* [What you have to do]:
Would you set down all of the entries below exactly as they stand?

* [Records to process]:

=-=-=

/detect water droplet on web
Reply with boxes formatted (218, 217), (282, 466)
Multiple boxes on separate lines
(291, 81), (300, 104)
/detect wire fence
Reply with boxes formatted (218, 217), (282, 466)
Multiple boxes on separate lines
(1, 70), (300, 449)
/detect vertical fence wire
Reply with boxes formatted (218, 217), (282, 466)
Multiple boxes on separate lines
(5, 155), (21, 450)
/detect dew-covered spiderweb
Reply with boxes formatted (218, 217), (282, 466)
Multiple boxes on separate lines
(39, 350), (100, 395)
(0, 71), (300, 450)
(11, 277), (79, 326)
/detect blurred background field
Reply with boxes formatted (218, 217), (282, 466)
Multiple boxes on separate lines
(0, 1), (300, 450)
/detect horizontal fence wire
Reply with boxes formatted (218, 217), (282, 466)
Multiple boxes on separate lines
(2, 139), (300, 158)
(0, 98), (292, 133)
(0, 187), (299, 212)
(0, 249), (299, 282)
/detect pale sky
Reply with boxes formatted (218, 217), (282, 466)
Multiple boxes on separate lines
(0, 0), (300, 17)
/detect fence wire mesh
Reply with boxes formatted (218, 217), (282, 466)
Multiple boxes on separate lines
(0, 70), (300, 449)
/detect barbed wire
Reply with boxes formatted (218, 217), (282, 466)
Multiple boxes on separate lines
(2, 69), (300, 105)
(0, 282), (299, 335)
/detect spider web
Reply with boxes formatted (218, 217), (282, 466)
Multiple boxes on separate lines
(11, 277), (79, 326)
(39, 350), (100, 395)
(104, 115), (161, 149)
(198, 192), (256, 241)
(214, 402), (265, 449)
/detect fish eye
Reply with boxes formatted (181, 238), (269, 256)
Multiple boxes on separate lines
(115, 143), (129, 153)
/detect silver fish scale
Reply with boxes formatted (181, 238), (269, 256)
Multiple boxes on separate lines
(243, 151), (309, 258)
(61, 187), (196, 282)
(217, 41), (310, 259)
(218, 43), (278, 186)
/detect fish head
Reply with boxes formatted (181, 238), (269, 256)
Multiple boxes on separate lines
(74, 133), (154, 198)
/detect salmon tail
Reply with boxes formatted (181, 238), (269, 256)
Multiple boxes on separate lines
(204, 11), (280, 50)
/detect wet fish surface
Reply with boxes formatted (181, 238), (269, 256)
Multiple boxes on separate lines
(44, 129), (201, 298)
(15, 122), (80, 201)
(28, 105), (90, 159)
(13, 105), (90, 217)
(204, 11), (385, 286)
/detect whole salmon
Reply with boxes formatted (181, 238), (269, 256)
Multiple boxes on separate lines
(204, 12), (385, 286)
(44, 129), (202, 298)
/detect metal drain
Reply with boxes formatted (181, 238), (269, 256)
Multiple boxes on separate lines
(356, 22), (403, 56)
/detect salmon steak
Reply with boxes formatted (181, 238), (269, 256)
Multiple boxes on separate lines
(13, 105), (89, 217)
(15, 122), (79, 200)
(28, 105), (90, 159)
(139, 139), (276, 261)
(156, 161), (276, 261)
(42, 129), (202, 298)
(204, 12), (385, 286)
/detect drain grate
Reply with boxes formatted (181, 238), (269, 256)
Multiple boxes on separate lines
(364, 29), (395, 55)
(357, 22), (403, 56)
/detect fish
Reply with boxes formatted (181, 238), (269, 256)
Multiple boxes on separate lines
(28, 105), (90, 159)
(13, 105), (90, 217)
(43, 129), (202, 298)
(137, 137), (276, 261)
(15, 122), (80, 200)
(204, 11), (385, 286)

=-=-=

* [Output for this task]:
/detect water droplet on web
Reply with boxes formatted (218, 217), (282, 466)
Multiple boxes on separate lines
(291, 81), (300, 104)
/detect wire fence
Reply with boxes formatted (218, 217), (282, 466)
Multiple boxes on separate lines
(1, 70), (300, 449)
/detect vertical fence wire
Reply with boxes formatted (218, 217), (282, 466)
Multiple boxes on separate lines
(5, 155), (21, 450)
/detect dew-covered spiderweb
Reply with boxes formatted (218, 217), (282, 466)
Multiple boxes on separate lines
(39, 350), (100, 395)
(0, 71), (300, 450)
(11, 277), (79, 326)
/detect blurred background field
Reply with boxes formatted (218, 217), (282, 466)
Multiple boxes on separate lines
(0, 1), (300, 450)
/detect horizontal fence wire
Reply with boxes formatted (218, 217), (282, 466)
Multiple boxes on separate lines
(2, 139), (300, 158)
(0, 98), (292, 133)
(0, 187), (299, 212)
(0, 249), (299, 282)
/detect pale sky
Reply with boxes formatted (218, 217), (282, 466)
Multiple boxes on separate lines
(0, 0), (300, 17)
/detect fence wire mesh
Reply with boxes formatted (218, 217), (282, 466)
Multiple boxes on separate lines
(0, 70), (300, 449)
/detect barbed wire
Reply with boxes formatted (218, 217), (282, 466)
Multiple boxes on separate lines
(2, 69), (300, 105)
(0, 282), (299, 335)
/detect spider web
Reply with boxes formatted (218, 217), (282, 466)
Multiple boxes on separate lines
(11, 277), (79, 326)
(39, 350), (100, 395)
(104, 115), (161, 149)
(198, 192), (256, 241)
(214, 402), (265, 449)
/detect fish eye
Reply with boxes formatted (181, 238), (269, 256)
Multiple boxes on separate lines
(115, 143), (129, 153)
/detect silver fish scale
Reply with boxes formatted (181, 238), (269, 256)
Multiple boxes on separate lines
(243, 151), (309, 258)
(61, 187), (196, 282)
(217, 41), (310, 259)
(218, 43), (278, 186)
/detect fish head
Reply with boxes formatted (181, 238), (269, 256)
Multiple boxes on separate lines
(74, 133), (154, 198)
/detect salmon tail
Reply with boxes formatted (181, 238), (269, 256)
Multiple boxes on separate lines
(204, 11), (280, 50)
/detect wet fish surface
Reply with boxes formatted (181, 238), (269, 256)
Multiple boxes on separate lines
(44, 129), (201, 298)
(15, 122), (80, 201)
(28, 105), (90, 159)
(13, 105), (90, 217)
(204, 11), (385, 286)
/detect whole salmon
Reply with boxes formatted (181, 238), (269, 256)
Multiple boxes on separate lines
(204, 12), (385, 286)
(44, 129), (202, 298)
/detect metal drain
Reply with boxes formatted (181, 238), (269, 256)
Multiple boxes on separate lines
(356, 22), (403, 56)
/detect salmon steak
Reply with boxes formatted (181, 238), (269, 256)
Multiple boxes on separate lines
(13, 105), (89, 217)
(15, 122), (79, 200)
(28, 105), (90, 159)
(139, 139), (276, 261)
(156, 161), (276, 261)
(42, 129), (202, 298)
(204, 12), (385, 286)
/detect drain grate
Reply with boxes formatted (181, 238), (269, 256)
Multiple boxes on separate lines
(364, 29), (395, 55)
(357, 22), (403, 56)
/detect fish
Reply with boxes formatted (181, 238), (269, 256)
Multiple boxes on separate lines
(28, 105), (90, 159)
(13, 105), (90, 217)
(43, 129), (202, 298)
(137, 137), (276, 261)
(15, 122), (80, 200)
(204, 11), (385, 286)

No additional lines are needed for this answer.